§ ASSIGNMENT
Print the records exactly. Every mark must remain.

(Saved data entries)
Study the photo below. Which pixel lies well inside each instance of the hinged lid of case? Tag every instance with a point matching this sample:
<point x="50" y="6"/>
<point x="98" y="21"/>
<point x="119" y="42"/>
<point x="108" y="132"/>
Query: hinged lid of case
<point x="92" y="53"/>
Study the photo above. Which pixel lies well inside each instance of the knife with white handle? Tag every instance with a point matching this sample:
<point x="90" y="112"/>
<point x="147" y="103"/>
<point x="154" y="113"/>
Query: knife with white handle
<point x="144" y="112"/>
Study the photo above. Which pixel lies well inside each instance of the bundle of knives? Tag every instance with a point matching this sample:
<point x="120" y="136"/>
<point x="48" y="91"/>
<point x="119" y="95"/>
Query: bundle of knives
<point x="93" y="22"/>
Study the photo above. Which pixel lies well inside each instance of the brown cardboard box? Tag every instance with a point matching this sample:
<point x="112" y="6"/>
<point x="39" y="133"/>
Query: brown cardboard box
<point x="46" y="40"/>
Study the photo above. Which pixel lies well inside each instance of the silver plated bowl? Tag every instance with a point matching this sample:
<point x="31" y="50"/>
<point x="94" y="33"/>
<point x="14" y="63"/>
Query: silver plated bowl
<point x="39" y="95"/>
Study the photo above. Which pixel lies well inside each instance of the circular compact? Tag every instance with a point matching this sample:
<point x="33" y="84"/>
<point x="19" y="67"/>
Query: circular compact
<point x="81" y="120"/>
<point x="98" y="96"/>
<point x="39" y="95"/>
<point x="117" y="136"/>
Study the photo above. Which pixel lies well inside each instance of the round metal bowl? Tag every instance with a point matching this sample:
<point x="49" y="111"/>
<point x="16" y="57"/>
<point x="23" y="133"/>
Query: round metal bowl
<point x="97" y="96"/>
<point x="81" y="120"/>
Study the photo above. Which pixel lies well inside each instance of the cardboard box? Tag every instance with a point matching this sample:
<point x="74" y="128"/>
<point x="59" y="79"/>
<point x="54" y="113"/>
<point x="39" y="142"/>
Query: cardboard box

§ TASK RESULT
Study the photo below. Which pixel lies well inside each instance of the hinged lid of case? Tag every instance with a point matching this sample:
<point x="50" y="6"/>
<point x="98" y="21"/>
<point x="119" y="42"/>
<point x="108" y="132"/>
Query: hinged lid of case
<point x="92" y="53"/>
Study the photo above. Which pixel lies well inside each instance of the knife with white handle? Tag every instance with a point matching this sample:
<point x="90" y="112"/>
<point x="147" y="103"/>
<point x="154" y="113"/>
Query: knife with white handle
<point x="144" y="112"/>
Study the photo above. Which pixel lies well inside each instance of the bundle of knives? Tag every instance with a point matching this sample:
<point x="120" y="136"/>
<point x="48" y="91"/>
<point x="119" y="95"/>
Query: bundle of knives
<point x="93" y="22"/>
Study the photo above. Which pixel lies well inside each instance of the brown cardboard box? Tag every instance with a point matching this sample:
<point x="112" y="6"/>
<point x="39" y="133"/>
Query: brown cardboard box
<point x="46" y="40"/>
Study the photo above. Which pixel lies well inside each instance of the silver plated bowl? Tag every instance with a point matching this sample:
<point x="31" y="50"/>
<point x="94" y="33"/>
<point x="14" y="63"/>
Query: silver plated bowl
<point x="39" y="95"/>
Study the photo above. Which pixel lies well inside each instance of the circular compact? Tag every instance with a point matching this sample:
<point x="33" y="84"/>
<point x="19" y="67"/>
Query: circular compact
<point x="81" y="120"/>
<point x="98" y="96"/>
<point x="39" y="95"/>
<point x="117" y="136"/>
Study the photo above. Which pixel lies well inside each instance of the round metal bowl? Tag every instance with a point matching this sample:
<point x="49" y="111"/>
<point x="16" y="57"/>
<point x="23" y="133"/>
Query: round metal bowl
<point x="97" y="96"/>
<point x="81" y="120"/>
Study the photo above. Which pixel lies well inside each instance of the cardboard box? Tag every instance with a point matching this sample:
<point x="74" y="128"/>
<point x="59" y="79"/>
<point x="54" y="113"/>
<point x="39" y="142"/>
Query: cardboard box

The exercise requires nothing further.